## Page text
╔══
Amazon.com (AMZN) may be gearing up to start charging for its unlimited video streaming service.
If what industry sources are telling the New York Post holds up, the leading online retailer would go from giving away streams of select movie and TV show titles to its millions of Amazon Prime subscribers to selling the unlimited service as a stand-alone offering.
If this all sounds somewhat familiar, just rewind a few months to a summer that Netflix (NFLX) would prefer to forget.
Tollbooths are Painful
Since the inception of its streaming service in 2007, Netflix included access to its growing library of streaming titles for subscribers of its unlimited DVD plans.
Pressured by studios that believed their output was being devalued as a service freebie, Netflix decided to charge for its streaming platform. It began offering streaming as its own disc-less service in both Canada and the United States for $7.99 a month.
Netflix then turned up the intensity this past summer, announcing that it was splitting its plans into two. All customers wanting access to the company's digital vault would have to pay $7.99 a month. It lowered the prices of its disc-based plans by $2 a month to help offset some of the sting.
Well, we know how that played out. Netflix lost a net 800,000 domestic subscribers during the third quarter -- only to make back some of that ground during the fourth quarter. The stock cratered. Subscribers grew resentful.
Why would anyone pay for what they got before at no additional cost? Perhaps video buffs didn't realize all of the money that Netflix was throwing at its streaming service in the form of costly licensing deals. Perhaps they didn't realize that it was the studios -- more than Netflix -- that wanted a price associated with the Web-served video.
Studios want respect
Amazon Prime members pay $79 a year for free two-day shipping and deeply subsidized overnight deliveries on Amazon-warehoused goods. This has been a popular loyalty shopping platform for Amazon; analysts believe that there are 7 million to 8 million Prime members.
╚══
## Input rows
╔══
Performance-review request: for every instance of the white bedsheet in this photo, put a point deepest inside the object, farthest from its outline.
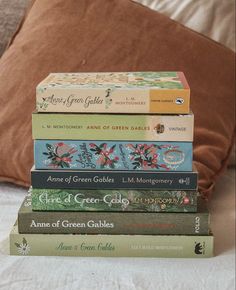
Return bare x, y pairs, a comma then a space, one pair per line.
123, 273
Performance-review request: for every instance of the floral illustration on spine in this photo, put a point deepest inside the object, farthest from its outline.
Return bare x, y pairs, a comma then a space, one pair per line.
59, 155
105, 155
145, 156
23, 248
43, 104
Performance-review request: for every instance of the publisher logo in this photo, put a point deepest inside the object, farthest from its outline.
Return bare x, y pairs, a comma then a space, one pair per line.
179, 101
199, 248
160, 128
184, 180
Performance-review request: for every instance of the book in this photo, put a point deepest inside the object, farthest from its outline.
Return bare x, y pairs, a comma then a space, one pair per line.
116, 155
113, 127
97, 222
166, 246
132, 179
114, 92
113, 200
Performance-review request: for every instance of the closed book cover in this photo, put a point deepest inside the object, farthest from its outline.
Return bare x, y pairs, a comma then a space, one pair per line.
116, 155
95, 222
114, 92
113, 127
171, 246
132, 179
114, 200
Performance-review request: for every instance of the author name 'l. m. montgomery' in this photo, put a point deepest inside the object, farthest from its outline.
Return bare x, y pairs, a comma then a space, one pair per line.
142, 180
╚══
╔══
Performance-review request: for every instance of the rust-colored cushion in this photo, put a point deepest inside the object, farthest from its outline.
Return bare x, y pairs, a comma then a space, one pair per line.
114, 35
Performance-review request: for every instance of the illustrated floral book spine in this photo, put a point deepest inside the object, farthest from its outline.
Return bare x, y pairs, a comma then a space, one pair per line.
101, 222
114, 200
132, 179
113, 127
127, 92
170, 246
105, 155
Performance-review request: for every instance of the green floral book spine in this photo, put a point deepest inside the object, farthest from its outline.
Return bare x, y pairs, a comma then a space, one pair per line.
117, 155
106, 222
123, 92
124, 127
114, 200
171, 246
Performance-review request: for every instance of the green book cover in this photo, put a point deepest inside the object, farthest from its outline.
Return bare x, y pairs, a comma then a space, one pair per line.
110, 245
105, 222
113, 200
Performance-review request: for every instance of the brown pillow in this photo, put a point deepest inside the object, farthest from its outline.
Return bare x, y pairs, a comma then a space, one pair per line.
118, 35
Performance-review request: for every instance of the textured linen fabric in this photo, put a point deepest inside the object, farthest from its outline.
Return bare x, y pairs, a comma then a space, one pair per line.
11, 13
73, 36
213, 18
╚══
╔══
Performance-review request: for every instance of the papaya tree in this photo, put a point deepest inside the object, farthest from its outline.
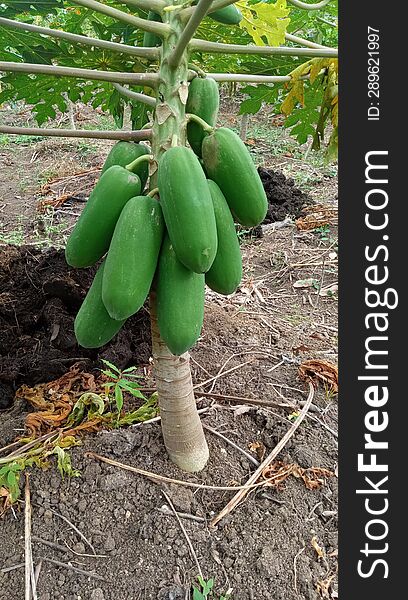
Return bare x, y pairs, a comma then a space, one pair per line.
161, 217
╚══
## Tasks to carry out
1. From the article on Amazon and Netflix streaming, render this sentence in Spanish: "Why would anyone pay for what they got before at no additional cost?"
2. Identify each line in the rows that contains the word "cover", and copy those lines.

## Exercise answers
1. ¿Por qué alguien pagaría por lo que antes recibía sin costo adicional?

2.
Performance-review request: for every instance of the closed book cover in this photo, put a point deepest inside the object, farthest from its outline.
Performance-review request: for every instance of the green book cover in this photo, put a point deepest inside the object, farthest from its outline.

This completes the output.